Please pull out every line of the rows below that contains the string "forested". Case counts, so a line with only a differently capitalized form does not qualify.

=== RECORD SET ===
━━━━
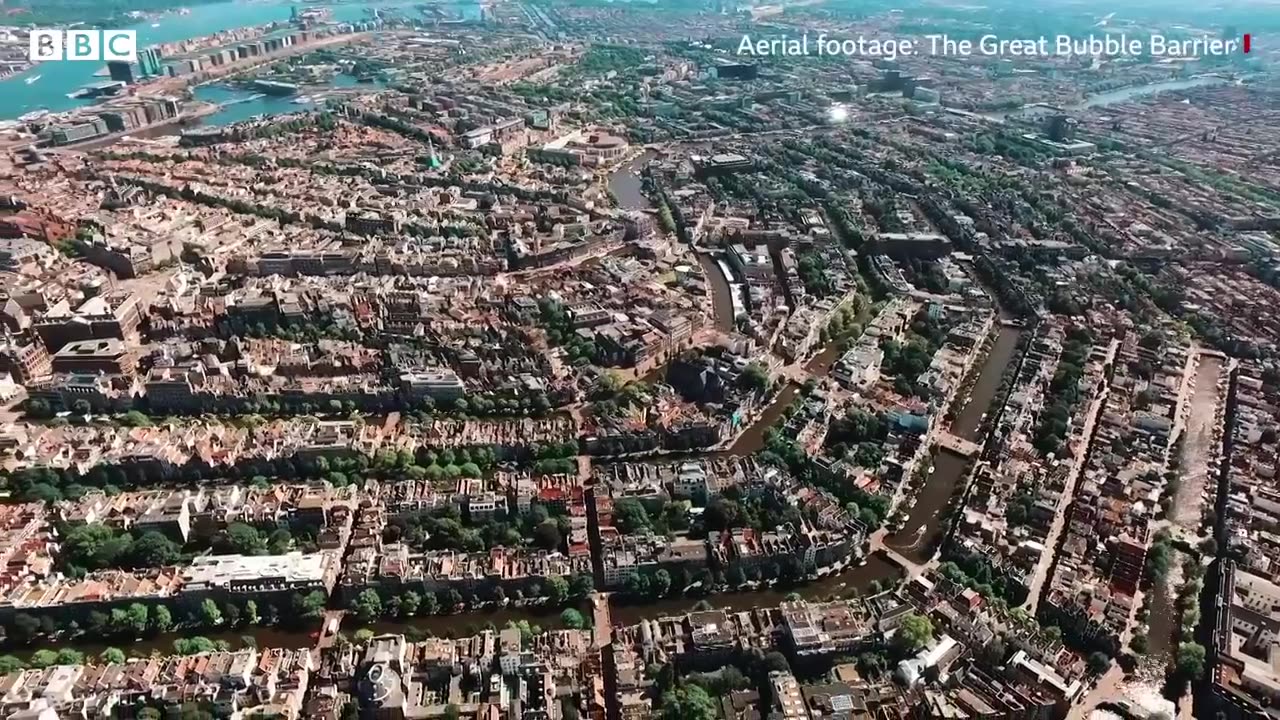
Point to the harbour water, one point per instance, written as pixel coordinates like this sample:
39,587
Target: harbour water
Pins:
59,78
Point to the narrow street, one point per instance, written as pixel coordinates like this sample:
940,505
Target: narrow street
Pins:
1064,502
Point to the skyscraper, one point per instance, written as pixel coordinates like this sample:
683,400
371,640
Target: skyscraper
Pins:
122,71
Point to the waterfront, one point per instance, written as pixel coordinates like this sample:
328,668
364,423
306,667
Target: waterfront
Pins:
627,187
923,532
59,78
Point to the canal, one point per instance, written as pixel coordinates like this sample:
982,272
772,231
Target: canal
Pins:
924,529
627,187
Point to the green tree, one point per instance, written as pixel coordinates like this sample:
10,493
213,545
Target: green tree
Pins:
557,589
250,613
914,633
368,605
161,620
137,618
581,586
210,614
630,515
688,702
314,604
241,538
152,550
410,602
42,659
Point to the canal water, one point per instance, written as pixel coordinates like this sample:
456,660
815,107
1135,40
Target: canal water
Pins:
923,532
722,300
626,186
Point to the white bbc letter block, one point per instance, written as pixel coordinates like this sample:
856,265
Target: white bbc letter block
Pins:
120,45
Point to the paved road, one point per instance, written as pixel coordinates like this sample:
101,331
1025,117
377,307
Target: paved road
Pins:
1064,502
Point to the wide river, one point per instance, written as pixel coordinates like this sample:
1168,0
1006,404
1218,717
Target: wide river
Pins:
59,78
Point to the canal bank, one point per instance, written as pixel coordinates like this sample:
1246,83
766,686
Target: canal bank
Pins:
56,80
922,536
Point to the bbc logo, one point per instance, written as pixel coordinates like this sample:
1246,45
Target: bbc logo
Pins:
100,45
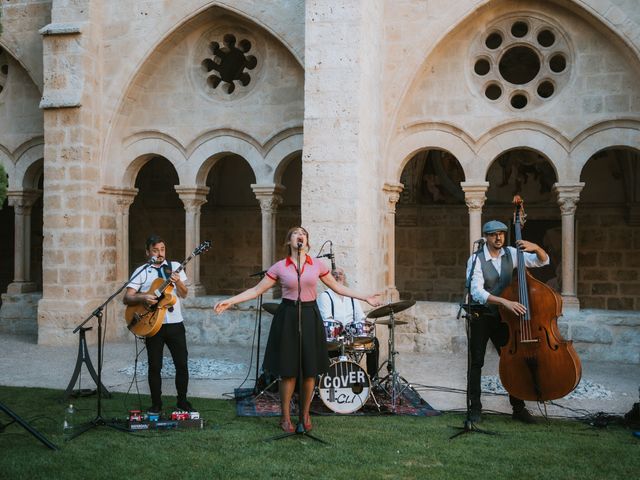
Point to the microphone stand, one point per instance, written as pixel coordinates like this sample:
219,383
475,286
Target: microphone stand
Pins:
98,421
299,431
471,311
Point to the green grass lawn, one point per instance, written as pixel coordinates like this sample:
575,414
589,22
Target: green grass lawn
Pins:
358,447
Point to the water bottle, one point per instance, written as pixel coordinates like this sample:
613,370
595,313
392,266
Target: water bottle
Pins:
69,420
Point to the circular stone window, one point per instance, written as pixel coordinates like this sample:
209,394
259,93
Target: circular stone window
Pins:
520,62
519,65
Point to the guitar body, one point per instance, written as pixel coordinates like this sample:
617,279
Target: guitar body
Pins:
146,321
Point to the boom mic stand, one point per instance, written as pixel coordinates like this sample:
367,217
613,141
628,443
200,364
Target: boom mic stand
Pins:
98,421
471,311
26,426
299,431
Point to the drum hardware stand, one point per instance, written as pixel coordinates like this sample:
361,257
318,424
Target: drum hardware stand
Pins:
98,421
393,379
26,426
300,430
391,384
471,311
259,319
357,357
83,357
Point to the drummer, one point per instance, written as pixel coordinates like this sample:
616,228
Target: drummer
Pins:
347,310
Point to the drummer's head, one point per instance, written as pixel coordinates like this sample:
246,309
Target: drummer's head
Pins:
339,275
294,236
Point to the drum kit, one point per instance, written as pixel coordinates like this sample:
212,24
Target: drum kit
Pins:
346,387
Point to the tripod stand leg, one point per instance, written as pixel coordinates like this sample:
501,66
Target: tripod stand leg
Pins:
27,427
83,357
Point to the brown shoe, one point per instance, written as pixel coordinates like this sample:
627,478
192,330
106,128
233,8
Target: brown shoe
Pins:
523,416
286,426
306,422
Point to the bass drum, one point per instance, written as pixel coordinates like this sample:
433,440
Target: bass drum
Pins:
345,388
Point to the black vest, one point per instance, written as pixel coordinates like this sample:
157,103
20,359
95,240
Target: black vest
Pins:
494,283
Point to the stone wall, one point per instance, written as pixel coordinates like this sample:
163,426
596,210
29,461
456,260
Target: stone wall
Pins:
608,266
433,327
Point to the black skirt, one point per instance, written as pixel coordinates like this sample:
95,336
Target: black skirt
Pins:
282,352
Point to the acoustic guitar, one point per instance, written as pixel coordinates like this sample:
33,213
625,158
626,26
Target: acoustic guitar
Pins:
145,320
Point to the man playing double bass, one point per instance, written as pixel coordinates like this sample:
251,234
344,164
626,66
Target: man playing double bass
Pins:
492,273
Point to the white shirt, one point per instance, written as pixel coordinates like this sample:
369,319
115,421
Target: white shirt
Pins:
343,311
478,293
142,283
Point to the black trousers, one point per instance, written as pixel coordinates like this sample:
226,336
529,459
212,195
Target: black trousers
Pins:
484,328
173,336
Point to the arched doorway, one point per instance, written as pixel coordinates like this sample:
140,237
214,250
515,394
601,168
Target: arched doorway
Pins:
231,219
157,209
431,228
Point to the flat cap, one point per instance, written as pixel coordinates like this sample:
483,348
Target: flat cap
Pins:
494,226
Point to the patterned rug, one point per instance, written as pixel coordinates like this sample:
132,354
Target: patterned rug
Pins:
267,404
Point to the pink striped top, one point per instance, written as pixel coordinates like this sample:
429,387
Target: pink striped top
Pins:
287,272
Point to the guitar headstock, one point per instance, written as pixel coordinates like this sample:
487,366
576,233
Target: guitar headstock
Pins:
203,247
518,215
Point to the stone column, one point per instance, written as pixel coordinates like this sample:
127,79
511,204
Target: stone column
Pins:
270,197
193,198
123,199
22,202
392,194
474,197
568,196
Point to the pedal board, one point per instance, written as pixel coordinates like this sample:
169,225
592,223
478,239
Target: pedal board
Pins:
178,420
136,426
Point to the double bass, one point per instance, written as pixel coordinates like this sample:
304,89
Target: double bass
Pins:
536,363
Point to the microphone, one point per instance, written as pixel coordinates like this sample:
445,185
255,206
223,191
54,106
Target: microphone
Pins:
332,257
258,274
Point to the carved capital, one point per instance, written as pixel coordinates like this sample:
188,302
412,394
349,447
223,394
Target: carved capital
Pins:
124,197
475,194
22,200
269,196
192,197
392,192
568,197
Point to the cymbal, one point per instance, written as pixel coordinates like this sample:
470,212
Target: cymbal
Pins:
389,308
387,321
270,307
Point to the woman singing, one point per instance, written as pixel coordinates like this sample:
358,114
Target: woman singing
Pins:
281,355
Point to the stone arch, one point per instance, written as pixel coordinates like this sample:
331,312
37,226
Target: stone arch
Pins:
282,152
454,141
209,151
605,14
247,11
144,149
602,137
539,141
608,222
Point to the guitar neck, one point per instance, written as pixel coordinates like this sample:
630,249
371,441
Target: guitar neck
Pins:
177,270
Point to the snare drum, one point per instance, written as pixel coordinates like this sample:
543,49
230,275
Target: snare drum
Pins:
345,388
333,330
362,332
━━━━
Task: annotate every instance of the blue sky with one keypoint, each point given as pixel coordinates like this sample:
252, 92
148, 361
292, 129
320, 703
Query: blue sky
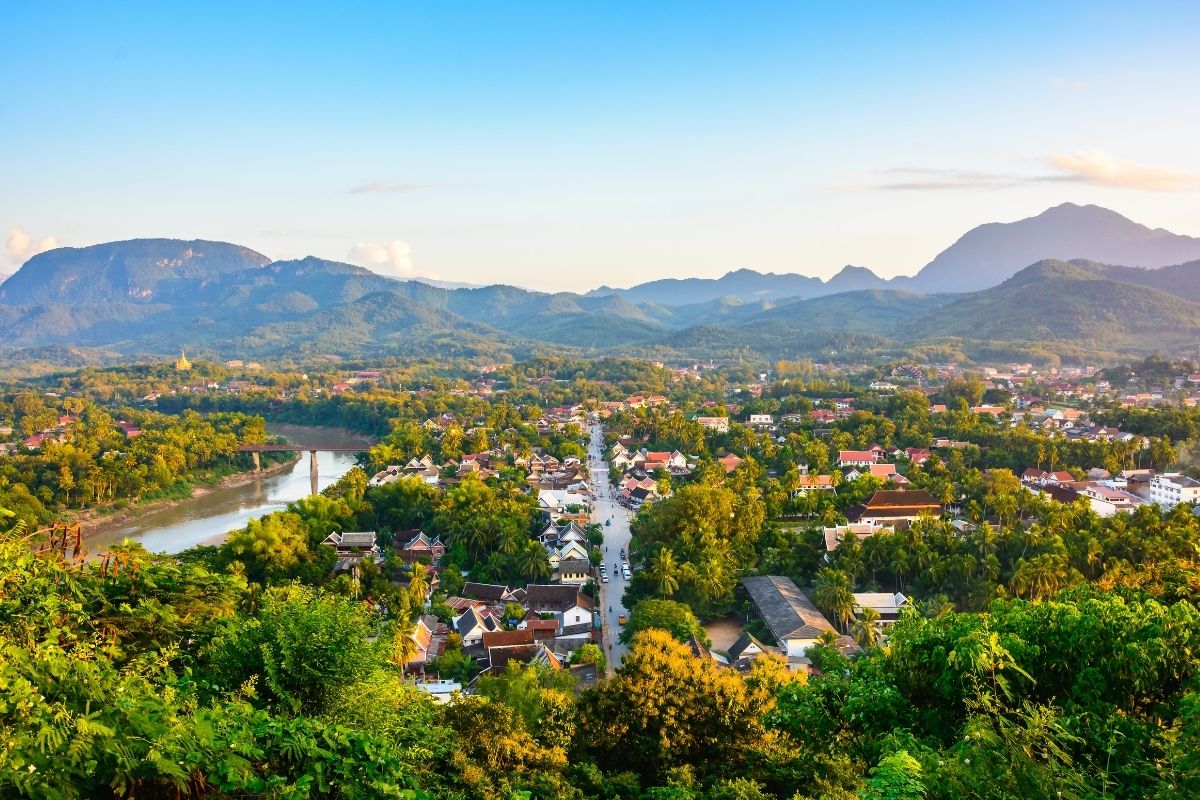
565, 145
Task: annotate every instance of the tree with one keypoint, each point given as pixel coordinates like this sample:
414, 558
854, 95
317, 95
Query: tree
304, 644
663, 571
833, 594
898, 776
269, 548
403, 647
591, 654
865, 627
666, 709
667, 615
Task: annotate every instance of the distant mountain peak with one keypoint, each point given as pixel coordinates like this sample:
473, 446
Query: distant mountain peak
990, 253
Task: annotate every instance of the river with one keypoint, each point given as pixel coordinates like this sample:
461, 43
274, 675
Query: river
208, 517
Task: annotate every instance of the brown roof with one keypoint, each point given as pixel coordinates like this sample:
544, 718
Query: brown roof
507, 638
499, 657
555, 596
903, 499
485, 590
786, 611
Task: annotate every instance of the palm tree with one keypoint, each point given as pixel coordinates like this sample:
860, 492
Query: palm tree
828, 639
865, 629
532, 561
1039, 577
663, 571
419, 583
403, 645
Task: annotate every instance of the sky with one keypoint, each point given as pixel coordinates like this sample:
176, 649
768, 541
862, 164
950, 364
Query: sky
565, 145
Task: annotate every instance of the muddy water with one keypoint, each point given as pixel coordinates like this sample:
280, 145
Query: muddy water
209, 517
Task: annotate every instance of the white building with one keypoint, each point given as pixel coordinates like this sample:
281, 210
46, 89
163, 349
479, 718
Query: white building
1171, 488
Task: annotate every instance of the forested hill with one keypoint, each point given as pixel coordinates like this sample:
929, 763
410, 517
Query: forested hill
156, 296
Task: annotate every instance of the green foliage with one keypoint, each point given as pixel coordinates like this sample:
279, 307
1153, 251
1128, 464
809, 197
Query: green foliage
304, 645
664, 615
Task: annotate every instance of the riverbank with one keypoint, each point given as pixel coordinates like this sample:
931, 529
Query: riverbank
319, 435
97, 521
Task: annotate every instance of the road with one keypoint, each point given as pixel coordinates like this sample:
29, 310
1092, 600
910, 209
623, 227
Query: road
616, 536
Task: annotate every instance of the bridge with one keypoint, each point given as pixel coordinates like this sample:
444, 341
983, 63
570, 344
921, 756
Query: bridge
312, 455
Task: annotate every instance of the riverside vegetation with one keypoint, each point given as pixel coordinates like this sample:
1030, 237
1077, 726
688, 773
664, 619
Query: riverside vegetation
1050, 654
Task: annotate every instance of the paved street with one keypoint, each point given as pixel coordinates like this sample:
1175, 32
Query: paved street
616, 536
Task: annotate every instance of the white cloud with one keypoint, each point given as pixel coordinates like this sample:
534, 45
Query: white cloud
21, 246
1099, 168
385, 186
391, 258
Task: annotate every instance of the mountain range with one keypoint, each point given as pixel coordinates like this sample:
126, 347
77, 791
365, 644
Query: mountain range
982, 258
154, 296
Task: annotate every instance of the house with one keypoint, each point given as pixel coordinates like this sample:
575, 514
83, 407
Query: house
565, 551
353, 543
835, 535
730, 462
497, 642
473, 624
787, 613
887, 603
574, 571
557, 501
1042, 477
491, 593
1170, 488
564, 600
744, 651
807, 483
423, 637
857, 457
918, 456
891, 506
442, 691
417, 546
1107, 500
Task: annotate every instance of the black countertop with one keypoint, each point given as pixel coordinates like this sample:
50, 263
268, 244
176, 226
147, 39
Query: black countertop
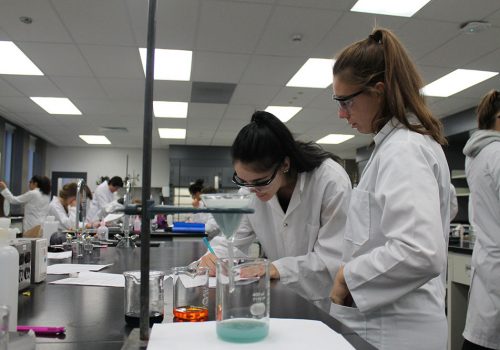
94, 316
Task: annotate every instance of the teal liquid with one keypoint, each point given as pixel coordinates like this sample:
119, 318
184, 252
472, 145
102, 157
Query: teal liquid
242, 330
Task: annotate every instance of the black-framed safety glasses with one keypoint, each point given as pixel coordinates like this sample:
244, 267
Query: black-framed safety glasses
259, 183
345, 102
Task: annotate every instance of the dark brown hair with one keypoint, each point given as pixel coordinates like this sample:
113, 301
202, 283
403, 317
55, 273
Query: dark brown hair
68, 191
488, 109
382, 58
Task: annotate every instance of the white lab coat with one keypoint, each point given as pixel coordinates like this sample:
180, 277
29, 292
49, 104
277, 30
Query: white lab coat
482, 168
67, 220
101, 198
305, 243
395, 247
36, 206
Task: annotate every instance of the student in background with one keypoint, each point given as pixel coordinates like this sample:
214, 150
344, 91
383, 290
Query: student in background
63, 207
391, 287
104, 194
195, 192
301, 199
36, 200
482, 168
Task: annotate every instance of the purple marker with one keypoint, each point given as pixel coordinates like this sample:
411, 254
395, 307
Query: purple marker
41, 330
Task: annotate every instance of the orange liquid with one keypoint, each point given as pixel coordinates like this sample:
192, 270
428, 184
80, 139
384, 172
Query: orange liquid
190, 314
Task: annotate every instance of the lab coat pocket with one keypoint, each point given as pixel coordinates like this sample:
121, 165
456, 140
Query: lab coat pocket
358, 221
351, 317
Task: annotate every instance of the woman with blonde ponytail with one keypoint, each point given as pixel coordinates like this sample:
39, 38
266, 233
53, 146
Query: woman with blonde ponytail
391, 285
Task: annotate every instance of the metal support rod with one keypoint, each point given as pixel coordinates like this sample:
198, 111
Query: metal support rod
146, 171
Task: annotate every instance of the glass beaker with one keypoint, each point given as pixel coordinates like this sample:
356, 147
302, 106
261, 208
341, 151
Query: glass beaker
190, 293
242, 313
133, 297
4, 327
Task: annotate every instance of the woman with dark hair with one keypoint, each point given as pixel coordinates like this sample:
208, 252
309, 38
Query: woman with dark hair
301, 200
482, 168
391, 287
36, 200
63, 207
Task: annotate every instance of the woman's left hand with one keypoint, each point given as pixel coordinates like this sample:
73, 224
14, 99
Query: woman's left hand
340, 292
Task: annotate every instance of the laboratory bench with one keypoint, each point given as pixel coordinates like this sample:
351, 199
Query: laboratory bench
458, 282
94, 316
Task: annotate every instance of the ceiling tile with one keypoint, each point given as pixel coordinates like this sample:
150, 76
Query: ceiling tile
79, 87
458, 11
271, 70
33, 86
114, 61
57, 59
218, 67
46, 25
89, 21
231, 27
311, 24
━━━━
=== RESULT BELOW ===
Task: annotate every instance of the forested hill with one keypoint, each point given as pixel coordinates like this sample:
Query: forested hill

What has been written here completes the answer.